SUPPLIED TEXT.
-- Opening Marker --

"Chemicalization" is a great term in Christian Science. It denotes the upheaval sometimes caused by change and progress. Mary Baker Eddy says it's not always pleasant, but it is a sign that things are on the move. Here's a selection of her thoughts on the subject (all from Science and Health).
What I term chemicalization is the upheaval produced when immortal Truth is destroying erroneous mortal belief. Mental chemicalization brings sin and sickness to the surface, forcing impurities to pass away, as is the case with a fermenting fluid. (p. 401)
The fermentation even of fluids is not pleasant. An unsettled, transitional stage is never desirable on its own account. (p. 65)
By chemicalization I mean the process which mortal mind and body undergo in the change of belief from a material to a spiritual basis. (p. 168)

-- Closing Marker --

TASK A. Please copy the passage on chemicalization, starting with "What I term" and going on through "account. (p. 65)", but swap "fermenting fluid" for "bubbling liquid".
TASK B. In the passage on chemicalization, what does mental chemicalization bring to the surface?
TASK C. Write the next part of the passage on chemicalization, picking up after its last sentence.

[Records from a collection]
-- Opening Marker --

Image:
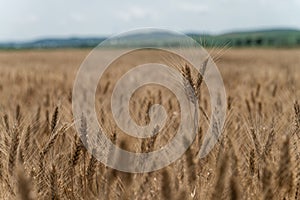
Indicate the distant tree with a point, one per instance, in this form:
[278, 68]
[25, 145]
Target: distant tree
[248, 42]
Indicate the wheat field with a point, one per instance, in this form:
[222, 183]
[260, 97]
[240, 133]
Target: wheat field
[257, 156]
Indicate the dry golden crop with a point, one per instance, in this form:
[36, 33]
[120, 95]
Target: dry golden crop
[257, 157]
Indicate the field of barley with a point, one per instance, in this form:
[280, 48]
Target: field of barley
[256, 157]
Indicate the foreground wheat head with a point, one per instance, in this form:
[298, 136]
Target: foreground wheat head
[257, 157]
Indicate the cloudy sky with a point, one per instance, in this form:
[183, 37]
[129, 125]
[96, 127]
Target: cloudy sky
[33, 19]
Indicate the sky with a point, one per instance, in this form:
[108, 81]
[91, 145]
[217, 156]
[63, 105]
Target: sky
[34, 19]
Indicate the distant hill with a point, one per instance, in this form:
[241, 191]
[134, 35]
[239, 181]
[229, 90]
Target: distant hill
[259, 38]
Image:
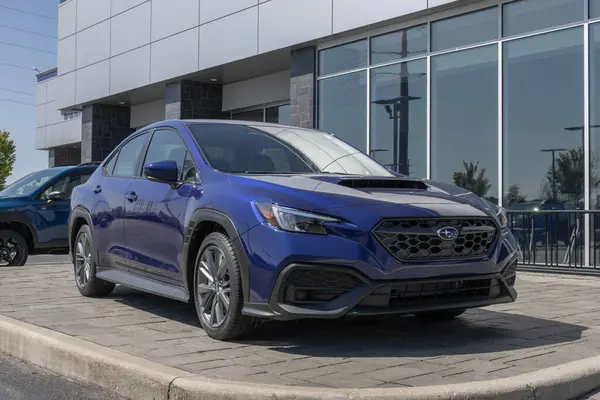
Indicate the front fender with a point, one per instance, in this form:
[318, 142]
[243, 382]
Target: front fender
[211, 215]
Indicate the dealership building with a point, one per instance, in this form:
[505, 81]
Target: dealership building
[499, 96]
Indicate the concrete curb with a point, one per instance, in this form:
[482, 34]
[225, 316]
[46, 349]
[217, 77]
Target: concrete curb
[137, 378]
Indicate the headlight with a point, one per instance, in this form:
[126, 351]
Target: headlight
[292, 220]
[502, 217]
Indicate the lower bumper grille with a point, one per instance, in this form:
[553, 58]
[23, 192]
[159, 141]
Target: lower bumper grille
[409, 295]
[314, 285]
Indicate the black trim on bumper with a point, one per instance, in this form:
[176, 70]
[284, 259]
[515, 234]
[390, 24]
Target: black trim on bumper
[376, 297]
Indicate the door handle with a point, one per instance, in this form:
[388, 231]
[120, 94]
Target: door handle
[131, 196]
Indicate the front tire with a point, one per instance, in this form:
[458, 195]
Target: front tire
[84, 263]
[218, 290]
[14, 250]
[440, 315]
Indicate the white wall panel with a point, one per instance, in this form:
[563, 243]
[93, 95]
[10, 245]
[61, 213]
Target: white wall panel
[40, 138]
[228, 39]
[213, 9]
[71, 131]
[350, 14]
[147, 113]
[283, 23]
[67, 50]
[257, 91]
[92, 82]
[130, 29]
[53, 116]
[174, 56]
[118, 6]
[40, 93]
[51, 89]
[66, 94]
[93, 44]
[67, 19]
[40, 115]
[90, 12]
[170, 17]
[130, 70]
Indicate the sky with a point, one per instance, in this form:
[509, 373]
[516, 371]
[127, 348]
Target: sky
[25, 32]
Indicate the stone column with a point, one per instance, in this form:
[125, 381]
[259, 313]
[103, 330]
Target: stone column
[303, 87]
[188, 99]
[64, 156]
[103, 128]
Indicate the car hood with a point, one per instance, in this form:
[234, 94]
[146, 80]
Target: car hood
[327, 192]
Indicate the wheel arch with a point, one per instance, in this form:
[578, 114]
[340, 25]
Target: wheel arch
[79, 216]
[201, 224]
[22, 224]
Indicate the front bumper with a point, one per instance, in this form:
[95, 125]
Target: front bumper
[317, 291]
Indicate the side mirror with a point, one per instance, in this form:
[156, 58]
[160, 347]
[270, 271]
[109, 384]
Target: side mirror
[162, 171]
[54, 196]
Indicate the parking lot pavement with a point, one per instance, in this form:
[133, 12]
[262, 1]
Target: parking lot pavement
[555, 320]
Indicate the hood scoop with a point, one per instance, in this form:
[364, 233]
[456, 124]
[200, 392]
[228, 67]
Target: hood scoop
[405, 184]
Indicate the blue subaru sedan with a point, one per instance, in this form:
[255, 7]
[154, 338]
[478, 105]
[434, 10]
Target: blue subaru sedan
[254, 221]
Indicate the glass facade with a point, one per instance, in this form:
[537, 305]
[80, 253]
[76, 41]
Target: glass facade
[493, 100]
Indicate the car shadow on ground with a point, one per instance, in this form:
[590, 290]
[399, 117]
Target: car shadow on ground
[478, 331]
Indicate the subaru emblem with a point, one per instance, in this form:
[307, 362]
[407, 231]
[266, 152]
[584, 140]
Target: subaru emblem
[448, 233]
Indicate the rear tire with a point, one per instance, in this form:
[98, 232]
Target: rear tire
[14, 250]
[440, 315]
[218, 290]
[84, 266]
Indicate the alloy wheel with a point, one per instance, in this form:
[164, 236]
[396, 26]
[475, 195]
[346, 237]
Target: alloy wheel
[83, 260]
[214, 286]
[9, 250]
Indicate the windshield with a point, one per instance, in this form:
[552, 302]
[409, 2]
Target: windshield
[30, 183]
[280, 150]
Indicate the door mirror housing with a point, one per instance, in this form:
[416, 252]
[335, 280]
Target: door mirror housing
[57, 195]
[162, 171]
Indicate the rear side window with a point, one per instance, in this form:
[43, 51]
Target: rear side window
[127, 164]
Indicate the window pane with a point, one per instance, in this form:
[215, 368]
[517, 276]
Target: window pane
[254, 115]
[343, 107]
[343, 58]
[475, 27]
[129, 156]
[278, 115]
[531, 15]
[464, 120]
[595, 117]
[594, 8]
[399, 117]
[166, 145]
[543, 96]
[398, 45]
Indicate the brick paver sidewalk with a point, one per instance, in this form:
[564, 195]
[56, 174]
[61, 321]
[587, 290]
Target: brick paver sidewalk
[555, 320]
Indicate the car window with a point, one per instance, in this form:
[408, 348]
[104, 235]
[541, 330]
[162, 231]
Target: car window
[66, 184]
[239, 149]
[166, 145]
[129, 155]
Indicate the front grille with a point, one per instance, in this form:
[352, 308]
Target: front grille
[417, 240]
[412, 295]
[314, 285]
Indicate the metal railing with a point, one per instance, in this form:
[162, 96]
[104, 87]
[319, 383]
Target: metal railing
[554, 240]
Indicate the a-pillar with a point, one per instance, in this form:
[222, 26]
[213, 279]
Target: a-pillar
[104, 126]
[188, 99]
[303, 87]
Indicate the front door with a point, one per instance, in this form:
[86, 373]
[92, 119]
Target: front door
[156, 212]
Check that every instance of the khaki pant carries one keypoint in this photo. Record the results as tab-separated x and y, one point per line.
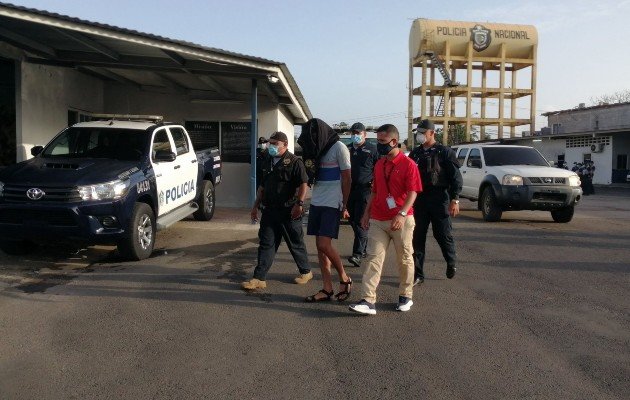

-- Closing Marker --

TASK OUTPUT A.
What I term chemicalization is the upheaval produced when immortal Truth is destroying erroneous mortal belief. Mental chemicalization brings sin and sickness to the surface, forcing impurities to pass away, as is the case with a bubbling liquid. (p. 401)
The fermentation even of fluids is not pleasant. An unsettled, transitional stage is never desirable on its own account. (p. 65)

TASK OUTPUT B. Sin and sickness.

TASK OUTPUT C.
I like the term and the concept because their clinical nature makes me feel unblamed for the shifts and changes my own progress sometimes cause. But the uncomfortable part of it—the unsettled feeling—motivates me to keep going until the change has fulfilled its promise.
It's not supposed to be pleasant. If it were pleasant, there we'd sit, basking in temporariness, always unfinished, floating aimlessly, too satisfied. It's being in that very uncomfortable boat that makes us pull for the shore.
So, I guess (I guess!), today I'm grateful that it's unpleasant. Being on the road to somewhere, even if it's a rocky road, at least means I’m moving forward.